# Text to read start

When our two were small and we lived overseas, I was wont to get my knickers in a twist about ‘Americanisms,’ as their exposure to English outside the home was limited and several of their teachers were American. Now I couldn’t care two hoots about whether they drive a ‘lorry’ or a ‘truck,’ or put out the rubbish/garbage on the pavement or sidewalk. Helped, I’ll admit by Ms M and American SIL living in the Big Apple.
After all, we can’t complain about having bilingual offspring.
On a slightly different, but vitally important point, when did it stop being normal to get a pot of hot water with your pot of tea in a cafe?
One used to order a pot of tea for one in a cafe, and receive a cup and saucer, a small metal teapot containing tea, a (taller, thinner) metal jug of hot water, and some milk. Last time I was in the UK, the hot water jug had vanished. I have a sample size of several cafes to choose from.

# Text to read end
# Excerpted data start

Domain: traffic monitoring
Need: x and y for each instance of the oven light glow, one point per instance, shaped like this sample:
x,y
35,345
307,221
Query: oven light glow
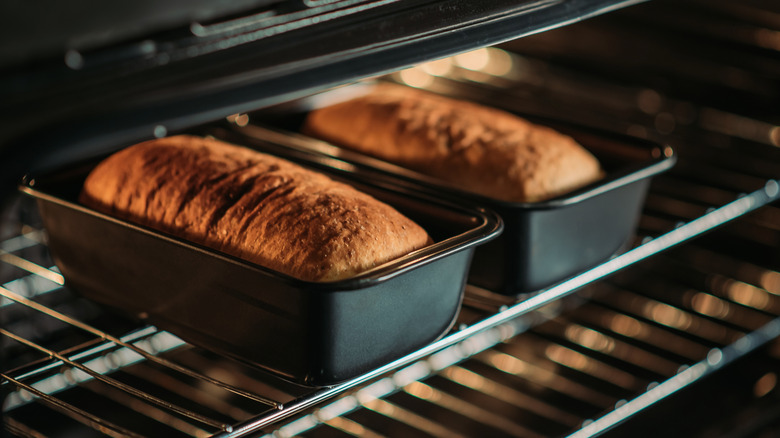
x,y
474,60
589,338
627,326
667,315
439,67
416,77
770,281
747,294
710,305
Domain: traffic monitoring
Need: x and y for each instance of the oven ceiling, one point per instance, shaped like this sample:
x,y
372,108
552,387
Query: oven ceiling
x,y
113,83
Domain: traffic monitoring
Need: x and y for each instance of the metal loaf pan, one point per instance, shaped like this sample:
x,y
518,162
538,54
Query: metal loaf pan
x,y
543,243
312,333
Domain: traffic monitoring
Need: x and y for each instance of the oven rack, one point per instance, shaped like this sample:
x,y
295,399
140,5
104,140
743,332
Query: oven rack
x,y
95,359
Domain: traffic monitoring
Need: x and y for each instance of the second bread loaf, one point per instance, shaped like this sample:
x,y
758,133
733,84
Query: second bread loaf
x,y
473,147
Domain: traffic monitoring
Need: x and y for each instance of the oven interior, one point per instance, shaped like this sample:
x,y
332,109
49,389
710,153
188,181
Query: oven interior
x,y
676,335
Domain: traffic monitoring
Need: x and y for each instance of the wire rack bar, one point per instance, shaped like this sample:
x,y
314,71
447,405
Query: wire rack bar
x,y
117,384
74,412
151,357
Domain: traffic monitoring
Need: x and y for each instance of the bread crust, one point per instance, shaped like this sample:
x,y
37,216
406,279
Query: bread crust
x,y
254,206
475,148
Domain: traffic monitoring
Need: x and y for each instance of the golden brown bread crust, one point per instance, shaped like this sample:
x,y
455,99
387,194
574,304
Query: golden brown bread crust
x,y
473,147
254,206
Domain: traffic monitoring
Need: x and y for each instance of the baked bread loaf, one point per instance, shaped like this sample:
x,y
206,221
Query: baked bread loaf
x,y
257,207
473,147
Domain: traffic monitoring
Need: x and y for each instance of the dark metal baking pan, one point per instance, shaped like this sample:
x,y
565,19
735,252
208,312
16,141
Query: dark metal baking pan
x,y
543,243
311,333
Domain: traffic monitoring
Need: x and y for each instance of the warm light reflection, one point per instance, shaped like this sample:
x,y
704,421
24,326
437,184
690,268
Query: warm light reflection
x,y
239,119
474,60
667,315
415,77
466,378
350,427
709,305
589,338
508,364
489,60
627,326
580,362
439,67
744,293
774,136
747,294
422,391
767,38
770,281
765,384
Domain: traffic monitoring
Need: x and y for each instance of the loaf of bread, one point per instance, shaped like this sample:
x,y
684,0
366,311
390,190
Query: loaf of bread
x,y
254,206
473,147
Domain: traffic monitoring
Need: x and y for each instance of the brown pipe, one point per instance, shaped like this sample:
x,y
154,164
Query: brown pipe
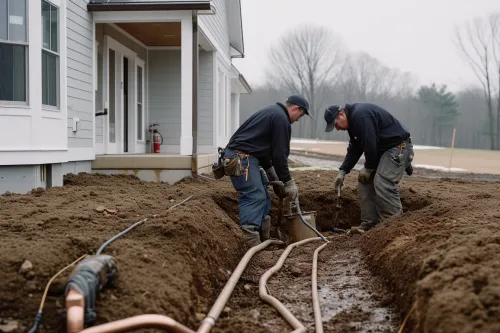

# Excerpted data end

## Work instructions
(a) From the blog post on Americanisms and tea, list each item a cafe customer used to receive after ordering a pot of tea for one.
(b) Extend the blog post on Americanisms and tea beyond its final sentence.
The material above is unrelated to the blog post on Americanisms and tea.

## Task results
(a)
- a cup and saucer
- a small metal teapot containing tea
- a taller, thinner metal jug of hot water
- some milk

(b)
Now if you want two cups they want you to pay for them!
(I have notice this too, becuse I am a hot water drinker and now have to ask for it, instead of drinking the pot which used to come with my husband's tea.)
On a slightly different, but vitally important point, when did it stop being normal to get a pot of hot water with your pot of tea in a cafe?
One used to order a pot of tea for one in a cafe, and receive a cup and saucer, a small metal teapot containing tea, a (taller, thinner) metal jug of hot water, and some milk. Last time I was in the UK, the hot water jug had vanished. I have a sample size of several cafes to choose from.
What happened?
I frequently ask for extra hot water and usually get it without question. As good as invariably I get the impression this is a familiar and fairly usual request.
Our preschoolers sing 'when the kettle's boiling hear me shout'. I never knew there was an alternative version!
And hereabouts it is always
I'm a little teapot short and stout
Here's my handle, here's my spout.
When the tea is ready hear me shout
Pick me up and pour me out!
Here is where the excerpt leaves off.